(begin)

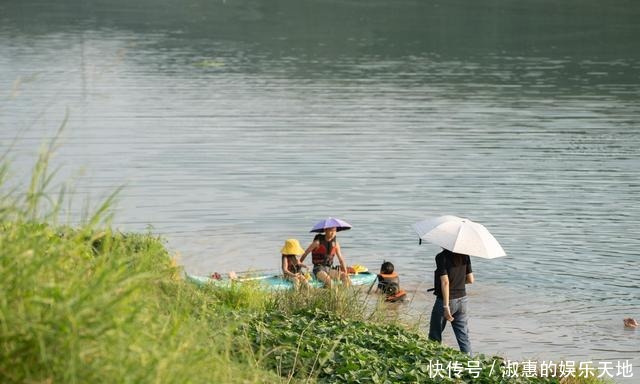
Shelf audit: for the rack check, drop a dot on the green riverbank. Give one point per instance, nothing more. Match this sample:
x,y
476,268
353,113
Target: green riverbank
x,y
88,304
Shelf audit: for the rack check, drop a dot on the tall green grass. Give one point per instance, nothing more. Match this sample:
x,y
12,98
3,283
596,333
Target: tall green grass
x,y
90,304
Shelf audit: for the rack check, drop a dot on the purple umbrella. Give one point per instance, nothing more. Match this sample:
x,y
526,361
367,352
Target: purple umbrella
x,y
331,222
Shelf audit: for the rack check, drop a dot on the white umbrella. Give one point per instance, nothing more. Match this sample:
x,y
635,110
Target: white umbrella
x,y
459,235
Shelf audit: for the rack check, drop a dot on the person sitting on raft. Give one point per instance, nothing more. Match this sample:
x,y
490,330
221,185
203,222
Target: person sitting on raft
x,y
389,283
324,248
291,266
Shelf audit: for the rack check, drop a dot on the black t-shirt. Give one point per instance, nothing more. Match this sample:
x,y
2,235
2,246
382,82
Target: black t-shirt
x,y
456,266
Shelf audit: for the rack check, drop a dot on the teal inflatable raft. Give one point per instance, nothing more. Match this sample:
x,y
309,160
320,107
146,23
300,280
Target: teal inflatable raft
x,y
275,282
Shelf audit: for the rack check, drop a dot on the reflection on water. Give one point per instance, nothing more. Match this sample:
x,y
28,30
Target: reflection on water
x,y
230,140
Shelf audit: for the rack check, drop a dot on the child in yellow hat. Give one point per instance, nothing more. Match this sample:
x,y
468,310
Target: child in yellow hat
x,y
291,265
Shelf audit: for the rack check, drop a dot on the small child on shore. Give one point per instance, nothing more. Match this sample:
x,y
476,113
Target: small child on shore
x,y
291,265
389,283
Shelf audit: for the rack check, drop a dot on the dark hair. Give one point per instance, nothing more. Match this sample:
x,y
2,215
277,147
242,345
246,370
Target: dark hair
x,y
386,268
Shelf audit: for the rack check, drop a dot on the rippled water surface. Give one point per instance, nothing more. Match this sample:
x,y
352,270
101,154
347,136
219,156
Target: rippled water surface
x,y
236,125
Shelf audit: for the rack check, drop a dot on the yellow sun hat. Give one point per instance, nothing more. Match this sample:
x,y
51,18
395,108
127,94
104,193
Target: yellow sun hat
x,y
292,247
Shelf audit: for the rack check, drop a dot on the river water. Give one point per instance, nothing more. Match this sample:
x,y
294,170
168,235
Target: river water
x,y
234,125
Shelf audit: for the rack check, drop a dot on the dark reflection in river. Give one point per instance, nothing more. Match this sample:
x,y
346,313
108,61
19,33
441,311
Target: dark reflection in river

(end)

● Exercise
In the records above, find the line containing "on the small"; please retype it and every line after it through the last line, exactly and with nothing else.

● Result for this task
Shelf audit: for the rack check, drop a dot on the small child on shore. Give one point per instance, nothing more. Match this sample:
x,y
476,113
Target: small child on shore
x,y
291,265
389,283
Shelf audit: for the rack check, drop a dot on the dark hair. Give one point per instance, nothing more. Match this sample:
x,y
2,215
277,147
242,345
246,370
Target: dark hair
x,y
386,268
Shelf audit: for the rack check, drop a dot on the rippled water surface. Give one point per instance, nothing more. Match this sample:
x,y
352,270
101,154
347,136
219,156
Target: rippled water surface
x,y
236,125
Shelf audit: for the rack check, drop a dot on the yellow sun hat. Give one point per instance, nothing more. Match this sample:
x,y
51,18
395,108
127,94
104,193
Target: yellow sun hat
x,y
292,247
Shelf audit: for the rack check, drop a dot on the river water. Give one point per instance, nothing more. Match this sample:
x,y
294,170
168,235
Target: river water
x,y
234,125
Shelf audit: for the rack check, drop a dot on the dark reflection in river. Give one point per instance, nothing more. Match this sample:
x,y
346,313
108,61
19,33
441,311
Target: dark reflection in river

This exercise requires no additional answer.